» **Requirement A**:
List the sentences in the English translation that desertrat offers in the forum thread below.

» **Document segment**:
::::::::

# 修身 齐家 治国 平天下



## Sylvia_scj

What's the proper English expression for“修身 齐家 治国 平天下”?


----------



## desertrat

Sylvia_scj said:


> What's the proper English expression for“修身 齐家 治国 平天下”?


  Permit me to try this one:

Cultivate oneself. Bring order to the family. Govern the country. Bring peace to all.


----------



## xiaolijie

desertrat said:


> Cultivate oneself. Bring order to the family. Govern the country. Bring peace to all.


I think desertrat's translation is good as it is, but it doesn't bring out the motive, the reason for the original saying. So I'd complement it with a slightly different interpretation:
_To govern the country (and bring peace to all), one should first be able to govern one's family; to govern one's family successfully, one should first learn to govern oneself._


----------



## desertrat

xiaolijie said:


> I think desertrat's translation is good as it is, but it doesn't bring out the motive, the reason for the original saying. So I'd complement it with a slightly different interpretation:
> _To govern the country (and bring peace to all), one should first be able to govern one's family; to govern one's family successfully, one should first learn to govern oneself._



Thank you, Xiaolijie. A very good point. And isn't this entire phrase taken from the Great Learning section of the ancient classic Li Ji (礼记 大学)?

::::::::

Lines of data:
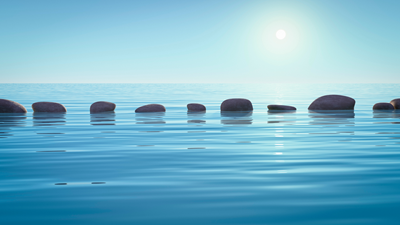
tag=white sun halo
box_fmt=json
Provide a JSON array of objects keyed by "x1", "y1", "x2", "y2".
[{"x1": 276, "y1": 30, "x2": 286, "y2": 40}]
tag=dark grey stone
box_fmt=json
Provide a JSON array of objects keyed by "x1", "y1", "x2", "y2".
[
  {"x1": 90, "y1": 101, "x2": 116, "y2": 113},
  {"x1": 267, "y1": 105, "x2": 296, "y2": 111},
  {"x1": 187, "y1": 103, "x2": 206, "y2": 112},
  {"x1": 221, "y1": 98, "x2": 253, "y2": 111},
  {"x1": 372, "y1": 102, "x2": 394, "y2": 110},
  {"x1": 135, "y1": 104, "x2": 165, "y2": 112},
  {"x1": 32, "y1": 102, "x2": 67, "y2": 113},
  {"x1": 308, "y1": 95, "x2": 356, "y2": 110},
  {"x1": 0, "y1": 99, "x2": 27, "y2": 113},
  {"x1": 390, "y1": 98, "x2": 400, "y2": 109}
]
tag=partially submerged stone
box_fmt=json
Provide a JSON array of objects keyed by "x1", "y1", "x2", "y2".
[
  {"x1": 187, "y1": 103, "x2": 206, "y2": 112},
  {"x1": 267, "y1": 105, "x2": 296, "y2": 111},
  {"x1": 308, "y1": 95, "x2": 356, "y2": 110},
  {"x1": 90, "y1": 101, "x2": 116, "y2": 113},
  {"x1": 221, "y1": 98, "x2": 253, "y2": 111},
  {"x1": 32, "y1": 102, "x2": 67, "y2": 113},
  {"x1": 0, "y1": 99, "x2": 27, "y2": 113},
  {"x1": 135, "y1": 104, "x2": 165, "y2": 113},
  {"x1": 390, "y1": 98, "x2": 400, "y2": 109},
  {"x1": 372, "y1": 102, "x2": 394, "y2": 110}
]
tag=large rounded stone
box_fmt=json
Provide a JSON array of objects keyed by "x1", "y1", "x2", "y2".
[
  {"x1": 372, "y1": 102, "x2": 394, "y2": 110},
  {"x1": 187, "y1": 103, "x2": 206, "y2": 112},
  {"x1": 32, "y1": 102, "x2": 67, "y2": 113},
  {"x1": 267, "y1": 105, "x2": 296, "y2": 111},
  {"x1": 390, "y1": 98, "x2": 400, "y2": 109},
  {"x1": 90, "y1": 101, "x2": 116, "y2": 113},
  {"x1": 135, "y1": 104, "x2": 165, "y2": 112},
  {"x1": 221, "y1": 98, "x2": 253, "y2": 111},
  {"x1": 308, "y1": 95, "x2": 356, "y2": 110},
  {"x1": 0, "y1": 99, "x2": 27, "y2": 113}
]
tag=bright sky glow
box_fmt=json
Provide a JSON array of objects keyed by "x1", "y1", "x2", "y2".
[
  {"x1": 276, "y1": 30, "x2": 286, "y2": 40},
  {"x1": 0, "y1": 0, "x2": 400, "y2": 83}
]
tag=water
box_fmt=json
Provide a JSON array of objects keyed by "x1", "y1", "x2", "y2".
[{"x1": 0, "y1": 84, "x2": 400, "y2": 225}]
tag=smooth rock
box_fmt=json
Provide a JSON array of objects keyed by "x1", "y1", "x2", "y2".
[
  {"x1": 221, "y1": 98, "x2": 253, "y2": 111},
  {"x1": 390, "y1": 98, "x2": 400, "y2": 109},
  {"x1": 90, "y1": 101, "x2": 116, "y2": 113},
  {"x1": 372, "y1": 102, "x2": 394, "y2": 110},
  {"x1": 32, "y1": 102, "x2": 67, "y2": 113},
  {"x1": 135, "y1": 104, "x2": 165, "y2": 112},
  {"x1": 187, "y1": 103, "x2": 206, "y2": 112},
  {"x1": 0, "y1": 99, "x2": 27, "y2": 113},
  {"x1": 308, "y1": 95, "x2": 356, "y2": 110},
  {"x1": 267, "y1": 105, "x2": 296, "y2": 111}
]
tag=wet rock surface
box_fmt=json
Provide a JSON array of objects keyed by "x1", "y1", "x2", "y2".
[
  {"x1": 135, "y1": 104, "x2": 165, "y2": 113},
  {"x1": 90, "y1": 101, "x2": 117, "y2": 113},
  {"x1": 32, "y1": 102, "x2": 67, "y2": 113},
  {"x1": 308, "y1": 95, "x2": 356, "y2": 110},
  {"x1": 221, "y1": 98, "x2": 253, "y2": 111},
  {"x1": 390, "y1": 98, "x2": 400, "y2": 109}
]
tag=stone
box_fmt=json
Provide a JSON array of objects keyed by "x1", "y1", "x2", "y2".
[
  {"x1": 390, "y1": 98, "x2": 400, "y2": 109},
  {"x1": 267, "y1": 105, "x2": 296, "y2": 111},
  {"x1": 135, "y1": 104, "x2": 165, "y2": 112},
  {"x1": 221, "y1": 98, "x2": 253, "y2": 111},
  {"x1": 90, "y1": 101, "x2": 116, "y2": 113},
  {"x1": 187, "y1": 103, "x2": 206, "y2": 112},
  {"x1": 0, "y1": 99, "x2": 27, "y2": 113},
  {"x1": 32, "y1": 102, "x2": 67, "y2": 113},
  {"x1": 308, "y1": 95, "x2": 356, "y2": 110},
  {"x1": 372, "y1": 102, "x2": 394, "y2": 110}
]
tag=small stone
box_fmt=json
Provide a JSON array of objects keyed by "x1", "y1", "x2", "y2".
[
  {"x1": 267, "y1": 105, "x2": 296, "y2": 111},
  {"x1": 135, "y1": 104, "x2": 165, "y2": 112},
  {"x1": 90, "y1": 101, "x2": 116, "y2": 113},
  {"x1": 221, "y1": 98, "x2": 253, "y2": 111},
  {"x1": 390, "y1": 98, "x2": 400, "y2": 109},
  {"x1": 372, "y1": 102, "x2": 394, "y2": 110},
  {"x1": 308, "y1": 95, "x2": 356, "y2": 110},
  {"x1": 187, "y1": 103, "x2": 206, "y2": 112},
  {"x1": 0, "y1": 99, "x2": 27, "y2": 113},
  {"x1": 32, "y1": 102, "x2": 67, "y2": 113}
]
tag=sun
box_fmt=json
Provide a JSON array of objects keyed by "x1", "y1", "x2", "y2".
[{"x1": 276, "y1": 30, "x2": 286, "y2": 40}]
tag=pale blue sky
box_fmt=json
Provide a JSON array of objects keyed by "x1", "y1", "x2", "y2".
[{"x1": 0, "y1": 0, "x2": 400, "y2": 83}]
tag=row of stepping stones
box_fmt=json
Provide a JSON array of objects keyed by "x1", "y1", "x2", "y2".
[{"x1": 0, "y1": 95, "x2": 400, "y2": 113}]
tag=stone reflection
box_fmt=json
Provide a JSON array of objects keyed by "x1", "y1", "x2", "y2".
[
  {"x1": 90, "y1": 112, "x2": 115, "y2": 125},
  {"x1": 33, "y1": 112, "x2": 66, "y2": 126},
  {"x1": 187, "y1": 111, "x2": 206, "y2": 126},
  {"x1": 308, "y1": 110, "x2": 355, "y2": 126},
  {"x1": 221, "y1": 111, "x2": 253, "y2": 125},
  {"x1": 135, "y1": 112, "x2": 165, "y2": 125},
  {"x1": 0, "y1": 113, "x2": 26, "y2": 138},
  {"x1": 268, "y1": 110, "x2": 296, "y2": 125},
  {"x1": 373, "y1": 110, "x2": 400, "y2": 124}
]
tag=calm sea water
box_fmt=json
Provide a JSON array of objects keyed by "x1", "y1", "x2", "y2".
[{"x1": 0, "y1": 84, "x2": 400, "y2": 225}]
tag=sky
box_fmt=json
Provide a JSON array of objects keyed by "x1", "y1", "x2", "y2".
[{"x1": 0, "y1": 0, "x2": 400, "y2": 83}]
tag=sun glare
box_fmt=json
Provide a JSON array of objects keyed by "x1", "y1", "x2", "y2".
[{"x1": 276, "y1": 30, "x2": 286, "y2": 40}]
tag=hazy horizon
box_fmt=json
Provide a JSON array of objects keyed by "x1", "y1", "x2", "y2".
[{"x1": 0, "y1": 0, "x2": 400, "y2": 83}]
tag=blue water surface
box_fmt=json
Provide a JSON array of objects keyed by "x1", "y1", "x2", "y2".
[{"x1": 0, "y1": 84, "x2": 400, "y2": 225}]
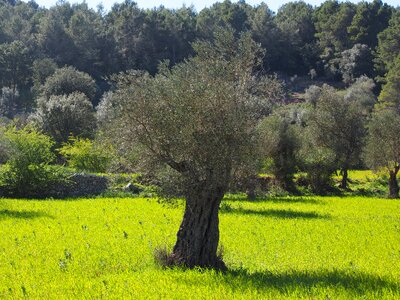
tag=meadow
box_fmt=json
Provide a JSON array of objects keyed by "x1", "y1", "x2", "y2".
[{"x1": 0, "y1": 197, "x2": 400, "y2": 299}]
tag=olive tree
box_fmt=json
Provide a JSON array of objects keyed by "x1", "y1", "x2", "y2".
[
  {"x1": 258, "y1": 114, "x2": 300, "y2": 191},
  {"x1": 309, "y1": 85, "x2": 366, "y2": 189},
  {"x1": 110, "y1": 29, "x2": 272, "y2": 269},
  {"x1": 31, "y1": 93, "x2": 96, "y2": 143},
  {"x1": 365, "y1": 109, "x2": 400, "y2": 198},
  {"x1": 41, "y1": 67, "x2": 97, "y2": 102}
]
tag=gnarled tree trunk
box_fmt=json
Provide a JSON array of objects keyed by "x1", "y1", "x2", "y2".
[
  {"x1": 340, "y1": 168, "x2": 349, "y2": 190},
  {"x1": 169, "y1": 187, "x2": 226, "y2": 269},
  {"x1": 389, "y1": 167, "x2": 399, "y2": 198}
]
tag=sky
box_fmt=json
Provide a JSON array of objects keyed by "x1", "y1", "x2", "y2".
[{"x1": 32, "y1": 0, "x2": 400, "y2": 12}]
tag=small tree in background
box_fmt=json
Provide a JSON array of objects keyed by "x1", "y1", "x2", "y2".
[
  {"x1": 258, "y1": 114, "x2": 300, "y2": 191},
  {"x1": 365, "y1": 109, "x2": 400, "y2": 198},
  {"x1": 41, "y1": 67, "x2": 97, "y2": 102},
  {"x1": 379, "y1": 54, "x2": 400, "y2": 113},
  {"x1": 32, "y1": 93, "x2": 96, "y2": 143},
  {"x1": 59, "y1": 137, "x2": 113, "y2": 173},
  {"x1": 309, "y1": 85, "x2": 366, "y2": 189},
  {"x1": 0, "y1": 127, "x2": 63, "y2": 196}
]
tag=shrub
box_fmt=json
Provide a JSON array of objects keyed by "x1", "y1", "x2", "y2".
[
  {"x1": 0, "y1": 127, "x2": 65, "y2": 196},
  {"x1": 31, "y1": 93, "x2": 96, "y2": 143},
  {"x1": 59, "y1": 137, "x2": 114, "y2": 172}
]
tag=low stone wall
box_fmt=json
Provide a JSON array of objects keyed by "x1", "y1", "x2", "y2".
[{"x1": 44, "y1": 173, "x2": 108, "y2": 198}]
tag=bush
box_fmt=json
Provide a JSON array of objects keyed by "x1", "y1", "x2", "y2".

::::::::

» **Requirement B**:
Return every line of the records above that contains the word "small", matching case exactly.

» **Written reply A**:
Cultivate oneself.
Bring order to the family.
Govern the country.
Bring peace to all.

» **Written reply B**:
tag=small stone
tag=small tree in background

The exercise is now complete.